** Input for this task **
START

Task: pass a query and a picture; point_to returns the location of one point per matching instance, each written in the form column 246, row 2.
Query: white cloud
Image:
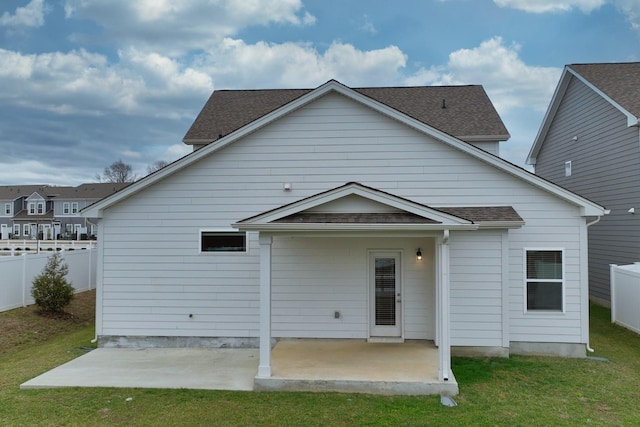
column 631, row 9
column 365, row 24
column 177, row 27
column 79, row 82
column 508, row 80
column 236, row 64
column 544, row 6
column 31, row 15
column 521, row 93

END

** Exercise goal **
Can you copy the rows above word for word, leaving out the picture?

** Written answer **
Task: pass a query and a picture; point_to returns the location of one point per matching instance, each written in the form column 246, row 2.
Query: white cloud
Image:
column 631, row 9
column 365, row 24
column 177, row 27
column 79, row 82
column 508, row 80
column 236, row 64
column 544, row 6
column 31, row 15
column 521, row 93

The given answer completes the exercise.